» **What to work on**: Go through the entries below and copy each line that holds the word "horn".

» **Supplied data**:
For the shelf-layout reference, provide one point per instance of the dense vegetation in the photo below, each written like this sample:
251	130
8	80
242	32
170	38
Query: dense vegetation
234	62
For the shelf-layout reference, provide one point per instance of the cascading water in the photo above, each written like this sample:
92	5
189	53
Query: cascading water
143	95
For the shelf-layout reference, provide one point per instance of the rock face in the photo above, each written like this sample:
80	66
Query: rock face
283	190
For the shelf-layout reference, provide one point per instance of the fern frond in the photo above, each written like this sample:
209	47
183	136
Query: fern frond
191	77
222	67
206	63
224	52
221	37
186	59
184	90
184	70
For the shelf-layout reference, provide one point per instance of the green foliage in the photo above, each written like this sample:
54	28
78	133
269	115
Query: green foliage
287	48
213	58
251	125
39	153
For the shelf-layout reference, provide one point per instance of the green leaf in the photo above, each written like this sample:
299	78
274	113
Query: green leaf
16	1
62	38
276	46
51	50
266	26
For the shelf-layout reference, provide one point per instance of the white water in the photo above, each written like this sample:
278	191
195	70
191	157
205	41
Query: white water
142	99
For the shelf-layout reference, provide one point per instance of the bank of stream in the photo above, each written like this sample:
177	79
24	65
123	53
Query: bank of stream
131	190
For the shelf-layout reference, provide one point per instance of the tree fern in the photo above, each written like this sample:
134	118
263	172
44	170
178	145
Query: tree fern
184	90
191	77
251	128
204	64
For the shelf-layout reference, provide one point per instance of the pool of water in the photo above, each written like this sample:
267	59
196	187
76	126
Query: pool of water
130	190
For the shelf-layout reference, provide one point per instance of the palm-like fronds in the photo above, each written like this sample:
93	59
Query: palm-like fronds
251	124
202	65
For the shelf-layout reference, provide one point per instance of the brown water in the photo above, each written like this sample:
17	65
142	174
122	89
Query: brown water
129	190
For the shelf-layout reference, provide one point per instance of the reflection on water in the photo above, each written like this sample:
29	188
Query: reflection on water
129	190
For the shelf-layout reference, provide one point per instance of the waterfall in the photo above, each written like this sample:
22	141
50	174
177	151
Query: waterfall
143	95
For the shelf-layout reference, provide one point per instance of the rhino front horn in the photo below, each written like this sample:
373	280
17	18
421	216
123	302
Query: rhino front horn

» **Result of this exercise**:
For the shelf-layout reference, provide one point per instance of the rhino front horn in the photo below, each written like this sample:
Query: rhino front horn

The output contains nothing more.